*WHAT YOU ARE ASKED TO DO*. Copy all lines in the data that contain the string "window".
──────── PROVIDED RECORDS
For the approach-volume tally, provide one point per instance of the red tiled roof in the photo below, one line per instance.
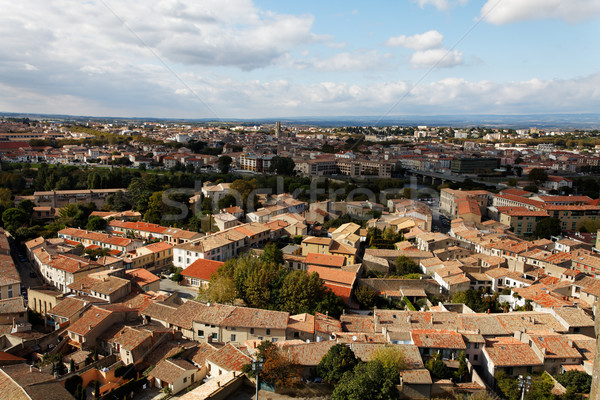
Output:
(202, 269)
(229, 358)
(510, 352)
(90, 319)
(521, 212)
(325, 260)
(331, 275)
(159, 246)
(437, 339)
(141, 276)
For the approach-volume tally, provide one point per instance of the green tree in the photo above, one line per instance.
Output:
(338, 360)
(548, 227)
(96, 224)
(278, 369)
(365, 296)
(507, 386)
(538, 175)
(300, 292)
(72, 382)
(224, 163)
(368, 381)
(14, 218)
(27, 206)
(155, 208)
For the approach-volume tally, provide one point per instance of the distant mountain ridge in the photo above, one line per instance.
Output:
(585, 121)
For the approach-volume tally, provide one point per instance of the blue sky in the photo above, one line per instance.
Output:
(265, 58)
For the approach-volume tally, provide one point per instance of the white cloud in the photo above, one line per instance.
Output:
(421, 41)
(501, 12)
(439, 58)
(359, 60)
(219, 33)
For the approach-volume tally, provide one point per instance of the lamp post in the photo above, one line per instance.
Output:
(524, 385)
(257, 367)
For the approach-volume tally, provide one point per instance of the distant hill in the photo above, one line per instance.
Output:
(587, 121)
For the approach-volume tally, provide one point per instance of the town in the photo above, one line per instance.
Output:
(188, 260)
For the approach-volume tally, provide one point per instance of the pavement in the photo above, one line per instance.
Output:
(24, 268)
(168, 285)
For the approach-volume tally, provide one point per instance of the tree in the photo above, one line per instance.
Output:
(27, 206)
(338, 360)
(282, 165)
(405, 266)
(14, 218)
(278, 369)
(155, 209)
(548, 227)
(369, 380)
(72, 383)
(224, 164)
(365, 296)
(96, 224)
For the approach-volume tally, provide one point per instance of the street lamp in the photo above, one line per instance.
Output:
(257, 367)
(524, 385)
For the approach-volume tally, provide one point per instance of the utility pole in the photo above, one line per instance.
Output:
(524, 385)
(257, 367)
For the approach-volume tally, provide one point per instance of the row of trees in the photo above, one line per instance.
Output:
(263, 282)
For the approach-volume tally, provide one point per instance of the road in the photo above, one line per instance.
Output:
(168, 285)
(24, 268)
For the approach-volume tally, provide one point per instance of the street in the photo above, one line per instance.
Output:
(24, 268)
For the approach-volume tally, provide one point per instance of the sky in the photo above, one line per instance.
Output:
(281, 59)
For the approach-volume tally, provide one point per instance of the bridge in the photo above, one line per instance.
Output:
(435, 178)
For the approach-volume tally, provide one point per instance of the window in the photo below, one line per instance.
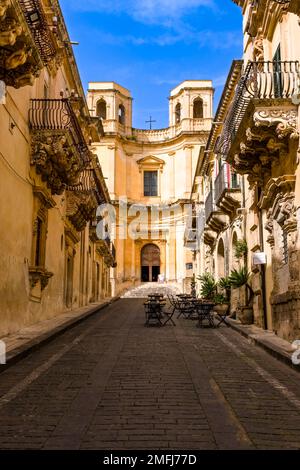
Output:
(150, 183)
(277, 74)
(121, 114)
(101, 109)
(198, 108)
(177, 113)
(38, 242)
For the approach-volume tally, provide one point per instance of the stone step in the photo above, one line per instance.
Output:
(144, 290)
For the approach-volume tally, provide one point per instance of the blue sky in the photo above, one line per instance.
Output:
(150, 46)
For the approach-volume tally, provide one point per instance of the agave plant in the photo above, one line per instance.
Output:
(240, 277)
(225, 285)
(193, 286)
(208, 287)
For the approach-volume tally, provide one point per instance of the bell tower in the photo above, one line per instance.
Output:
(112, 103)
(189, 101)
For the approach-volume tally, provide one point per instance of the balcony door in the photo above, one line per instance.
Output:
(277, 74)
(150, 263)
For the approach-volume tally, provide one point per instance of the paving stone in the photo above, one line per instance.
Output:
(124, 386)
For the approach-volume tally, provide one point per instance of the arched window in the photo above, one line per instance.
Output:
(122, 114)
(101, 109)
(198, 108)
(234, 261)
(177, 113)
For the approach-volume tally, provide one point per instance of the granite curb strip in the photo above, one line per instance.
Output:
(17, 354)
(282, 353)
────────────────
*PROBLEM SOLUTION*.
For the approach-volume tally, provide one point per instance of the window in the photo below, one line per instance.
For the approach-volume tally, provide one point per instance of the arched window in the photo above, one line per instance.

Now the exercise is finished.